→ **ASSIGNED TASK 1**
In the text on diabetic neuropathy and foot ulcers, why does it matter that a patient has lost protective sensation? Answer in one to three sentences.
→ **ASSIGNED TASK 2**
Reproduce word for word the stretch of the text on diabetic foot ulcers from "54% of type" through "preceded by DFU.".
→ **ASSIGNED TASK 3**
Extend the text on diabetes and diabetic foot ulcers past its last sentence.

5.1% of the World Population has Diabetes and it is increasing every year! There are approximately 30 million people in the US that have diabetes, but about 6 million of those people do not know they have the disease.

Diabetic Peripheral Neuropathy (DPN) is where there is a loss of sensation, numbness, loss of muscle strength, and other types of symptoms that occur due to the metabolic disease. Patients can have all, or any combination of these symptoms.  But what is important to know is that when there is a loss of protective sensation, a foot ulceration can occur.  Each year it is estimated that there are more than 850,000 cases of Diabetic Foot Ulceration (DFU).

Sadly, when a patient develops an ulcer, and finally gets it healed, there is a 30% chance of recurrence annually.

54% of type I diabetics will develop neuropathy, and almost 50% of Type II diabetics will develop it as well.  1 in 6 Diabetic Patients will develop a foot ulceration during their lifetime.

84% of all diabetic amputations are preceded by DFU.

15% of all DFU’s will lead to foot amputation!!!

→ **PROVIDED DATA**
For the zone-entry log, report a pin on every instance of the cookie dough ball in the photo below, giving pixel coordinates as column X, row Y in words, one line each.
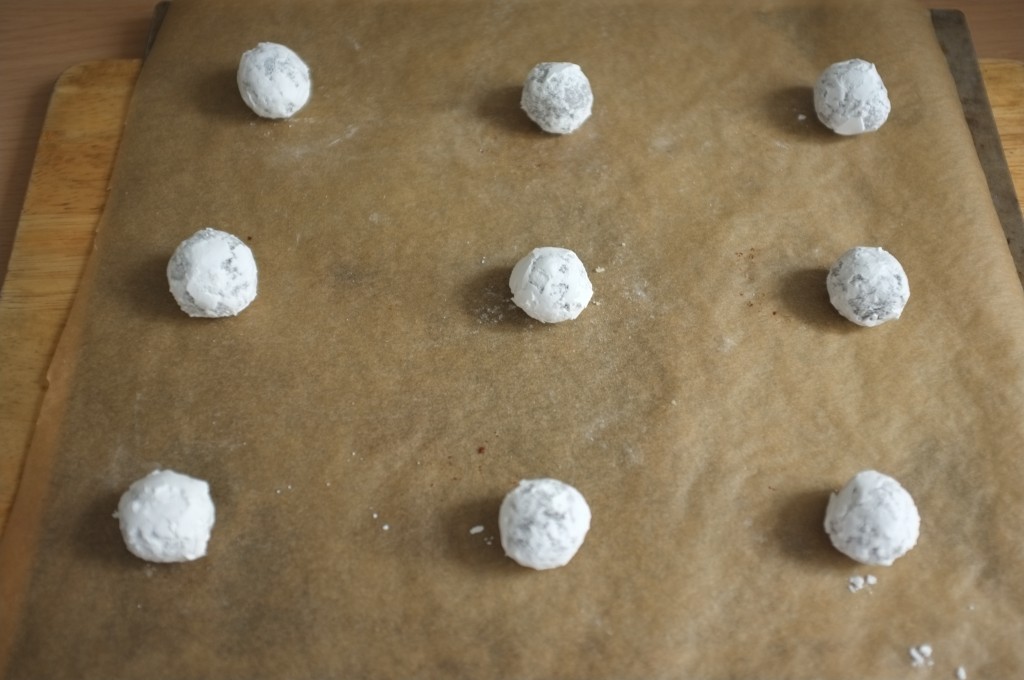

→ **ANSWER AREA 1**
A loss of protective sensation matters because it can lead to a foot ulceration. Diabetic Peripheral Neuropathy can cause this loss of sensation, along with numbness, loss of muscle strength and other symptoms.

→ **ANSWER AREA 2**
54% of type I diabetics will develop neuropathy, and almost 50% of Type II diabetics will develop it as well.  1 in 6 Diabetic Patients will develop a foot ulceration during their lifetime.

84% of all diabetic amputations are preceded by DFU.

→ **ANSWER AREA 3**
This does not take into account all the pain a patient with Diabetic Peripheral Neuropathy suffers.  It used to be that doctors would tell patients, “sorry, there is nothing we can do for it—you will have to live with the condition and take either gabapentin or pregabalin.”  Well that is not true anymore…

Peripheral Nerve Decompression Surgery

In properly selected patients peripheral nerve decompression surgery is very successful, and in fact most patients come back for their other leg and foot to be decompressed.  It is an outpatient surgery, and in most cases, you can walk the same day.

Reference:

  1. Nickerson DS. Nerve decompression and neuropathy complications in diabetes: Are attitudes discordant with evidence? Diabet Foot Ankle 2017;8:1367209.